**TEXT TO READ**

## __The convolutional neural netwok (CNN)__
<font size=3>

In the [previous notebook](../3-mnist/3.5-handson-MNIST_experiment.ipynb), we conducted two experiment predictions by rotating a handwritten digit image and creating its negative version. These results underscore the limitations of the __dense layers__. While it captures individual features based on the input vector, it fails to recognize the relationships between different parts of the vector that form complementary data features together. Consequently, when the image is inverted, the sequence of the input vector changes entirely, causing the previously learned features to be lost.

The goal of our next type layer, the __convolutional layer__,  is to enhance feature extraction by considering both macro and micro __morphological patterns__ within the data and their correlations.

**PROBLEMS**
[A] Repeat the part of the text on convolutional neural networks starting at "In the [previous" and ending at "and their correlations.".
[B] Carry on the text on convolutional neural networks from the point where it stops.
The lines that come after this text on convolutional neural networks are separate material.

**DATA PROVIDED**
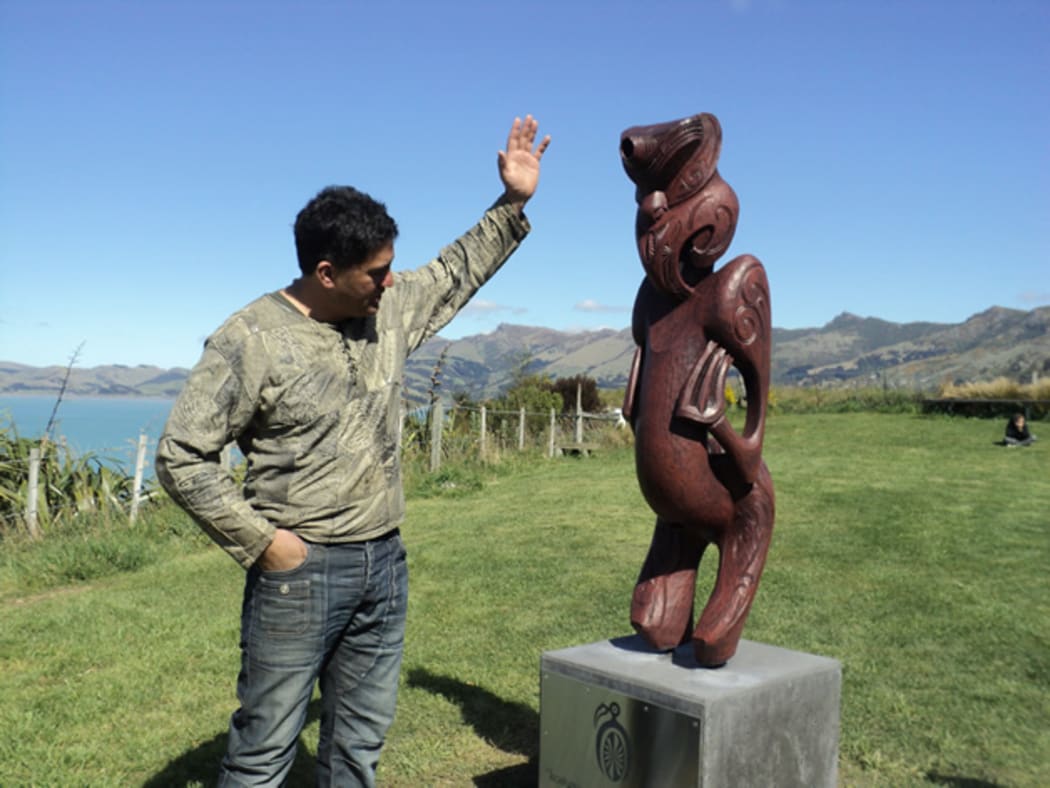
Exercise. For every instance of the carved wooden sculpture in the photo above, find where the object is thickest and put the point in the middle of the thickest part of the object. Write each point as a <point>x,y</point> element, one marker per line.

**RESULTS IN ORDER**
[A]
In the [previous notebook](../3-mnist/3.5-handson-MNIST_experiment.ipynb), we conducted two experiment predictions by rotating a handwritten digit image and creating its negative version. These results underscore the limitations of the __dense layers__. While it captures individual features based on the input vector, it fails to recognize the relationships between different parts of the vector that form complementary data features together. Consequently, when the image is inverted, the sequence of the input vector changes entirely, causing the previously learned features to be lost.

The goal of our next type layer, the __convolutional layer__,  is to enhance feature extraction by considering both macro and micro __morphological patterns__ within the data and their correlations.

[B]
### __1. The convolutional layer:__
<font size=3>

To build a convolutional layer, we will adapt the dense layer, 
$$
    a_l^i = \sigma_l\left(W_l^{ij}\,a_{l-1}^j + b_l^i\right) \, ,
$$
to extract morphological features. 

For didactic purpose, we will consider a 2-dimention input data $a_0^{ij}$, such as an image. Unlike in the previous equation, feature extraction will not occur using big weight arrays $W_l^{ij}$ but instead small __filters/kernels__ $W_l^{mn}$ that _map_ a specific data pattern. In math, we express this idea as
$$
    a_l^{ij} = \sigma_l\left(\sum_{m=0}^{k-1}\sum_{n=0}^{k-1} W_l^{mn}\,a_{l-1}^{i+m,\,j+n} + b_l\right) \, ,
$$
where:
* The bias $b_l$ is now a scalar for the entire layer $l$;
* The filter $W_l^{mn}$ of size $(k\times k)$ _scans_ the input data, summing the product of its coefficients with part of data of the previous layer.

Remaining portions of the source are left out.